本文ブロック
新たな大統領選-ベネズエラ(1)
3月8日の故チャベス氏(以下、故人につき敬称略)の国葬には、死亡発表後、モラレス・ボリビア、ムヒカ・ウルグアイ両大統領と共に直ちに駆け付け、軍事アカデミーでの遺体安置に参加し、ほどなく帰国したフェルナンデス・アルゼンチン大統領(他の二人はそのまま留まった)、及び南米諸国連合(Unasur)資格停止中のパラグアイのフランコ臨時大統領を除く、中南米の全首脳が参列した。チャベスが親しかったアフマデネジャド大統領、他、域外諸国の首脳も何名か参列している。
この日、マドゥーロ副大統領(50歳)が暫定大統領に就任した。国会指名の形を採った。憲法上は、大統領が任期途中で辞任、乃至は死去した場合、国会議長が大統領代行になる旨の規定がある。だから、カベーリョ議長が就任するのが自然だ。野党はこれを茶番、としてボイコットした旨、報道された。

課題内容
上にあるベネズエラ大統領選の文章を、最後の文の後から書き継いでもらえますか？

写真に基づく指示表現データ:

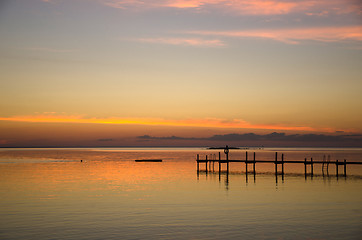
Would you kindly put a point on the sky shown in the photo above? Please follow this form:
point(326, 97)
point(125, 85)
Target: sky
point(180, 73)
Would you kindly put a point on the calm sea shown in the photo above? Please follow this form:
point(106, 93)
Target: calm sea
point(52, 194)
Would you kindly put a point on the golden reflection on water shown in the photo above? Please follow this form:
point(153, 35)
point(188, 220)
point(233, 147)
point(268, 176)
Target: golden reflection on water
point(53, 195)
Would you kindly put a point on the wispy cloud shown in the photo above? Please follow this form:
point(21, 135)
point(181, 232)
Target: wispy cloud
point(252, 137)
point(196, 42)
point(209, 123)
point(51, 50)
point(293, 36)
point(247, 7)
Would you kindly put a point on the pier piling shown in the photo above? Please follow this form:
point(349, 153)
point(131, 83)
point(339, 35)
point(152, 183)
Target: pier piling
point(211, 159)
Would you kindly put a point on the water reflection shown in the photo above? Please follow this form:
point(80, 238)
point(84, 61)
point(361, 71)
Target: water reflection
point(224, 176)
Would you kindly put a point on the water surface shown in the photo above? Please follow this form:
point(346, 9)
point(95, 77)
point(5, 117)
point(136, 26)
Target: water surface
point(51, 194)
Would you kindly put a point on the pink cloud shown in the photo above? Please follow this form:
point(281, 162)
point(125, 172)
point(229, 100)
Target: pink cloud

演習の結果
3月9日、ベネズエラ全国選挙評議会(CNE)は、大統領選を、憲法解釈上も技術的にも認め得る範囲で4月14日に行うこと、そのための選挙戦は4月2~11日の9日間とすること、Unasurに選挙監視ミッション派遣を要請すること、を発表した。最高裁判所が1月早々に出した、当時のチャベス政権が継続中、との裁定はあるが、本来の任期満了の去る1月10日から新政権に入っている、新政権発足から4年以内に大統領が死去した場合、30日以内に新たな大統領選を行うことを定めた憲法に沿ったもの、と言う。ややこしいが、与野党ともにその積りでいたので問題はあるまい。
3月11日、与党ベネズエラ統一社会党(PSUV)からマドゥーロ暫定大統領、反政府勢力の民主統一会議(MUD)からカプリーレス・ミランダ州知事が、大統領候補として正式に登録した。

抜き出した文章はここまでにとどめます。